▶ [抜粋テキスト]:
^^^^

悩み多きビジネスパーソン。それぞれの悩みに効くビジネス書を、「書評執筆本数日本一」に認定された、作家・書評家の印南敦史さんに選書していただきます。今回は、地方移住してみたい東京在住会社員へのビジネス書です。

■今回のお悩み
「東京在住の会社員です。地方移住してみたいです」(27歳女性/専門サービス関連)


東京生まれだということもあり、昔から地方への憧れを強く抱いてきました。20代のころにはいわゆるIターン(地方への移住)を本気で考えたこともあったし、そもそも心が自然を求めていたので、川の音や鳥の声など自然音のCDを買い集めたりもしていたし(なんだか悲しい)。

しかし現実問題として考えると、現在の僕に移住は非常に難しいことでもあります。まだ住宅ローンがたっぷり残っているし、他に親の問題などもありますからねぇ。自分自身の年齢を考えても、もはや諦めるしかなさそう。

が、だからこそ、いま地方移住を考えている方にはチャンスを逃してほしくないなあとも感じているのです。もし本気でやるなら早いほうが絶対に有利だし、昔と違って、いまでは実現させやすい環境も整ってきましたしね。

^^^^

▶ [実施事項]:
1. 抜粋の筆者が20代のころに買い集めていたものは何ですか。
2. 抜粋のうち、「悩み多きビジネスパーソン。そ」から「ていたし(なんだか悲しい)。」までをすべて、そのまま書き写してください。
この後に続く資料は、抜粋の内容とは関係がありません。

^^^^

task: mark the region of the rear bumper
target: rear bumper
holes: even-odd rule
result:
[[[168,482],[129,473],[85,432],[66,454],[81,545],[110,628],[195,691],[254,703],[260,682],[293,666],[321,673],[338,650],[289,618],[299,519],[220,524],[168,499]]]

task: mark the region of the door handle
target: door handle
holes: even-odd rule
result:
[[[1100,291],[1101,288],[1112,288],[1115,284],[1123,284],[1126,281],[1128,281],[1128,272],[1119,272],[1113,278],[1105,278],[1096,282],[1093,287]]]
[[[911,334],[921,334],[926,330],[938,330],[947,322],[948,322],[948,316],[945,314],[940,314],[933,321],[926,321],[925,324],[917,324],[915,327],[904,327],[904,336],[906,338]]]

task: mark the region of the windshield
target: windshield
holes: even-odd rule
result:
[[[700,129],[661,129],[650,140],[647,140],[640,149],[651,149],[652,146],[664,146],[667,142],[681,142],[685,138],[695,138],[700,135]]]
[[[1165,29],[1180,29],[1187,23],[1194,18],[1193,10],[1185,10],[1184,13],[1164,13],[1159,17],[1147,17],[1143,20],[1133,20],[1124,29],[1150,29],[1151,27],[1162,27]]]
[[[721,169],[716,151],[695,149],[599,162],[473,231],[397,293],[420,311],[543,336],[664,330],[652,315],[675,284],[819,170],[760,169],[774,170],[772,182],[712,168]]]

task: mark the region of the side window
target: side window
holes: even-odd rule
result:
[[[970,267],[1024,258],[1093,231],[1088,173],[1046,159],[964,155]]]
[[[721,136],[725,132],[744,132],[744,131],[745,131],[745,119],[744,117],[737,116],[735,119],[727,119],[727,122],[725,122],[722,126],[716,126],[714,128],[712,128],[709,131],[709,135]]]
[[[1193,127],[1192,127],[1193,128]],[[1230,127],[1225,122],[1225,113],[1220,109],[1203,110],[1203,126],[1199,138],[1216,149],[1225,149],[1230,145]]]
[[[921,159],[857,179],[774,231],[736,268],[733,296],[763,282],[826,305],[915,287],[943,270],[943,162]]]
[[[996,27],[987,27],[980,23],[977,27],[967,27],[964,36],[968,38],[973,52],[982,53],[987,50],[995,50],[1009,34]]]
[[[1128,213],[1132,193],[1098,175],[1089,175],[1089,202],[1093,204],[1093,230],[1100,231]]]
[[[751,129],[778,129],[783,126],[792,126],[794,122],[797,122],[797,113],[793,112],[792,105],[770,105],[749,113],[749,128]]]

^^^^

▶ [記述回答]:
1. 川の音や鳥の声などの自然音のCDです。

2.
悩み多きビジネスパーソン。それぞれの悩みに効くビジネス書を、「書評執筆本数日本一」に認定された、作家・書評家の印南敦史さんに選書していただきます。今回は、地方移住してみたい東京在住会社員へのビジネス書です。

■今回のお悩み
「東京在住の会社員です。地方移住してみたいです」(27歳女性/専門サービス関連)


東京生まれだということもあり、昔から地方への憧れを強く抱いてきました。20代のころにはいわゆるIターン(地方への移住)を本気で考えたこともあったし、そもそも心が自然を求めていたので、川の音や鳥の声など自然音のCDを買い集めたりもしていたし(なんだか悲しい)。